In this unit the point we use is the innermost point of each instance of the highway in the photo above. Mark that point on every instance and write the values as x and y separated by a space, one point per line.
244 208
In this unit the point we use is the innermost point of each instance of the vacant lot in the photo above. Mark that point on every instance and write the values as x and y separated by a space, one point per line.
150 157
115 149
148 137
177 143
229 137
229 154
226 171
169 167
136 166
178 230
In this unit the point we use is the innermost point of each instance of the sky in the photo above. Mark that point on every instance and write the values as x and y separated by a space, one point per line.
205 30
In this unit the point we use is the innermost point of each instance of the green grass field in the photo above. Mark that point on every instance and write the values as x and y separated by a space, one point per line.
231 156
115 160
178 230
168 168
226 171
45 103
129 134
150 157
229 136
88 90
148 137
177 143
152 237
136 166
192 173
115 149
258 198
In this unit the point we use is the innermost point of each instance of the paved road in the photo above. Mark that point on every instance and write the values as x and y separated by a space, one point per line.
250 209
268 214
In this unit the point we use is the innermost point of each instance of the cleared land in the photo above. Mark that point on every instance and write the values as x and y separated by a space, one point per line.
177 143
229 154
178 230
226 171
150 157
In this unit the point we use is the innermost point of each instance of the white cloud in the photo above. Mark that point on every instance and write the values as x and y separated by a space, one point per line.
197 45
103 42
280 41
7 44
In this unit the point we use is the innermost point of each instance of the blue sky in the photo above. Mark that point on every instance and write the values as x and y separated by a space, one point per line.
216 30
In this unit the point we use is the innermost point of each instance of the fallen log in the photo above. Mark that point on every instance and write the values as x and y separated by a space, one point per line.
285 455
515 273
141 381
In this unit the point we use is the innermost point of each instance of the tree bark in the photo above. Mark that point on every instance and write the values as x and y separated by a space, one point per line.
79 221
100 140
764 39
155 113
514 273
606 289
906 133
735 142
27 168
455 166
※
* TASK PROMPT
Lay out all of the entries above as a Markdown table with the columns Number and Entry line. Give each line its own numbered row and leave out any blank lines.

* RESULT
| Number | Entry line |
|---|---|
| 1 | In this unit the point we use is the innermost point of each instance of the highway in the photo above. Mark that point on every instance and write the values as x and y separated by a space, one point per line. |
| 2 | 244 208 |
| 3 | In this unit the point we use is the innermost point of each instance of the vacant lot in the photo above. Mark that point on every instance and write the values as x and y separated by a space, one point per line. |
| 4 | 150 157 |
| 5 | 115 149 |
| 6 | 148 137 |
| 7 | 177 143 |
| 8 | 229 137 |
| 9 | 229 154 |
| 10 | 226 171 |
| 11 | 169 167 |
| 12 | 136 166 |
| 13 | 178 230 |
| 14 | In this unit the point we use is the innermost point of each instance of the sky in the photo above. Mark that point on every instance and write the values as x and y separated by a space, one point per line. |
| 15 | 205 30 |
| 16 | In this unit the point we use is the innermost point of each instance of the green grass field in the photo above. Mark that point on every instance and write the values as x and y separated by a space, one point per line. |
| 17 | 231 156 |
| 18 | 115 160 |
| 19 | 178 230 |
| 20 | 168 168 |
| 21 | 226 171 |
| 22 | 45 103 |
| 23 | 129 134 |
| 24 | 150 157 |
| 25 | 229 136 |
| 26 | 88 90 |
| 27 | 148 137 |
| 28 | 177 143 |
| 29 | 152 237 |
| 30 | 136 166 |
| 31 | 192 173 |
| 32 | 115 149 |
| 33 | 258 198 |
| 34 | In this unit the point we use is the innermost point of each instance of the paved road in the photo above. Mark that point on every instance and write the values as x and y separated by a space, one point per line. |
| 35 | 250 209 |
| 36 | 268 214 |
| 37 | In this unit the point we use is the innermost point of each instance of the cleared land in the photo above. Mark that point on every instance and write the values as x and y separated by a space, one point per line. |
| 38 | 177 143 |
| 39 | 229 154 |
| 40 | 178 230 |
| 41 | 226 171 |
| 42 | 150 157 |
| 43 | In this unit the point we use is the innermost point of each instance of the white cloud in the photo above. Mark that point on every instance and write the values as x and y separated by a space, one point per line. |
| 44 | 197 45 |
| 45 | 103 42 |
| 46 | 280 41 |
| 47 | 7 44 |
| 48 | In this unit the point we use is the innermost point of each instance of the blue sky in the photo above. Mark that point on every instance and write the values as x and y separated by a space, one point per line. |
| 49 | 216 30 |
| 50 | In this unit the point we use is the innermost point of each instance of the fallen log in the photo above. Mark that point on every instance and write the values as x and y separated by a space, one point per line. |
| 51 | 285 455 |
| 52 | 515 273 |
| 53 | 141 381 |
| 54 | In this unit the point we use is the innermost point of each instance of the tree bark in the photo above. Mark that point on every instance and write the values as x and y separated by a space, one point per line. |
| 55 | 79 221 |
| 56 | 100 140 |
| 57 | 764 39 |
| 58 | 155 113 |
| 59 | 514 273 |
| 60 | 606 289 |
| 61 | 906 133 |
| 62 | 735 142 |
| 63 | 27 168 |
| 64 | 455 166 |